[Records excerpted from a collection]

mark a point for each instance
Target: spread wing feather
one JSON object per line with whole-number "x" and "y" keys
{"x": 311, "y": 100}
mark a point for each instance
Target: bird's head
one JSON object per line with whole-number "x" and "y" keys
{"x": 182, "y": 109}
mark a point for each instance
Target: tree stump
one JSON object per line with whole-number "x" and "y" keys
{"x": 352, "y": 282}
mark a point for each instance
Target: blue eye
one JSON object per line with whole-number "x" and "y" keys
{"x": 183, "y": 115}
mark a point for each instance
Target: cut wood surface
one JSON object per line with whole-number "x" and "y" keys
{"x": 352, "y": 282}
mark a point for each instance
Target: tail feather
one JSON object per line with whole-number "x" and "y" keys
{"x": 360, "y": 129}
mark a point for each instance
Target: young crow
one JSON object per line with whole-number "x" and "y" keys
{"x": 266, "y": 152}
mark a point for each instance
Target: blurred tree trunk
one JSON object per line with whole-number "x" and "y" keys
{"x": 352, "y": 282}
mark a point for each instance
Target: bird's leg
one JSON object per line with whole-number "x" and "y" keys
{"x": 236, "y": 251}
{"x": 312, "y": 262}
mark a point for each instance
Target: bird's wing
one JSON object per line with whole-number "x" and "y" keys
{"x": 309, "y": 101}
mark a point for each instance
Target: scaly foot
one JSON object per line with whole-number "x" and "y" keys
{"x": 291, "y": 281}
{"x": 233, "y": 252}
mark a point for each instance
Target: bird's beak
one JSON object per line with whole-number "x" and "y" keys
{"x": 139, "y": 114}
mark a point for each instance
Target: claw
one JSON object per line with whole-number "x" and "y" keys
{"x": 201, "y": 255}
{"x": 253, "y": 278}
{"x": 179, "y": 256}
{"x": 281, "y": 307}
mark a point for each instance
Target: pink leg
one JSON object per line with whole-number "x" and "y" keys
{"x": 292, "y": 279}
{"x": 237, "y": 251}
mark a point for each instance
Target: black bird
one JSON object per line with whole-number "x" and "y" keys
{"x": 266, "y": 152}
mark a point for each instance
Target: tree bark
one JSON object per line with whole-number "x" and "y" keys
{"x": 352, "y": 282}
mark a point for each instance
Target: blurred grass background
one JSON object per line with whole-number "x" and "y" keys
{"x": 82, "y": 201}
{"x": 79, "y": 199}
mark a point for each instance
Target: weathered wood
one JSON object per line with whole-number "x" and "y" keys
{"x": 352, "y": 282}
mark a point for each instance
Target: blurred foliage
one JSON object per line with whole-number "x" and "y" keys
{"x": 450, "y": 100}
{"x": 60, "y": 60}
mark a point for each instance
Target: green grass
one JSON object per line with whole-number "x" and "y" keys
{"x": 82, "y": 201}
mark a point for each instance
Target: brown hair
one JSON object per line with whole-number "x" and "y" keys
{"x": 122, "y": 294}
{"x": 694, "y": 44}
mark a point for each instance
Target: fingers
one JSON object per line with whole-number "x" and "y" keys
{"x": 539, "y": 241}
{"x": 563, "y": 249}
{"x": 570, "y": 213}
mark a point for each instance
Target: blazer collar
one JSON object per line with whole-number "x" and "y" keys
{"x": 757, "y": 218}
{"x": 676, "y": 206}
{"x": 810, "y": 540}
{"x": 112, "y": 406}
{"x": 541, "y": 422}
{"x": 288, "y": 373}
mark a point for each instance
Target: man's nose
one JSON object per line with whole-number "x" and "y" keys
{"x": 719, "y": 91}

Exercise prompt:
Every line of the data above should be output exactly as written.

Solution to the exercise:
mark a point for each instance
Target: spread wing feather
one JSON object per line with whole-number "x" and "y" keys
{"x": 311, "y": 100}
mark a point for each instance
Target: bird's head
one JSON object per line with whole-number "x" and "y" keys
{"x": 182, "y": 109}
mark a point for each instance
Target: tree stump
one JSON object per line with whole-number "x" and "y" keys
{"x": 352, "y": 282}
mark a point for each instance
Target: blue eye
one JSON object per line with whole-number "x" and "y" keys
{"x": 183, "y": 115}
mark a point for each instance
Target: cut wood surface
one JSON object per line with whole-number "x" and "y" keys
{"x": 352, "y": 282}
mark a point for each instance
Target: tail feather
one JSON object per line with whole-number "x" and "y" keys
{"x": 360, "y": 129}
mark a point for each instance
Target: young crow
one JSON object per line with whole-number "x" and "y" keys
{"x": 266, "y": 152}
mark a point for each instance
Target: blurred tree trunk
one JSON object per line with whole-number "x" and "y" keys
{"x": 352, "y": 282}
mark a point for each instance
Target: bird's leg
one JSON object per line with whole-number "x" and "y" keys
{"x": 236, "y": 251}
{"x": 312, "y": 262}
mark a point for each instance
Target: bird's wing
one JSON object per line with whole-number "x" and "y" keys
{"x": 309, "y": 101}
mark a point for each instance
Target: scaly foot
one JSON object per line with whole-number "x" and "y" keys
{"x": 291, "y": 281}
{"x": 233, "y": 252}
mark a point for each instance
Target: bird's beak
one JSON object per line with whole-number "x" and "y" keys
{"x": 139, "y": 114}
mark a point for each instance
Target: claw
one JSON object per line with whole-number "x" and "y" keys
{"x": 201, "y": 255}
{"x": 253, "y": 278}
{"x": 179, "y": 256}
{"x": 281, "y": 307}
mark a point for each instance
Target: pink leg
one JSON object per line with whole-number "x" and "y" keys
{"x": 292, "y": 279}
{"x": 237, "y": 251}
mark a point for each instance
Target: black bird
one JSON object per line with whole-number "x" and "y" keys
{"x": 266, "y": 152}
mark a point for each instance
Target: tree bark
one JSON object per line with whole-number "x" and "y" keys
{"x": 352, "y": 282}
mark a point for each instance
Target: blurred grass background
one JSON object per line with whole-number "x" and "y" keys
{"x": 82, "y": 201}
{"x": 79, "y": 199}
mark a point for each instance
Target: weathered wood
one JSON object per line with whole-number "x" and "y" keys
{"x": 352, "y": 282}
mark a point for each instance
Target: blurred foliage
one JSON object per line with whole-number "x" and "y" keys
{"x": 450, "y": 100}
{"x": 60, "y": 60}
mark a point for each instance
Target: green grass
one JSON object per line with whole-number "x" and "y" keys
{"x": 82, "y": 201}
mark a point for each instance
Target: brown hair
one JSON object per line with whole-number "x" and "y" keys
{"x": 122, "y": 294}
{"x": 694, "y": 44}
mark a point for each instance
Target: fingers
one JSON object per line with whole-number "x" and "y" keys
{"x": 539, "y": 241}
{"x": 563, "y": 249}
{"x": 570, "y": 213}
mark a point for each instance
Target: blazer collar
one JSON object per line with whole-number "x" and "y" keys
{"x": 757, "y": 218}
{"x": 676, "y": 206}
{"x": 810, "y": 540}
{"x": 112, "y": 406}
{"x": 541, "y": 422}
{"x": 288, "y": 373}
mark a point for each instance
Target: man's nose
one JSON object per line with whole-number "x" and "y" keys
{"x": 719, "y": 91}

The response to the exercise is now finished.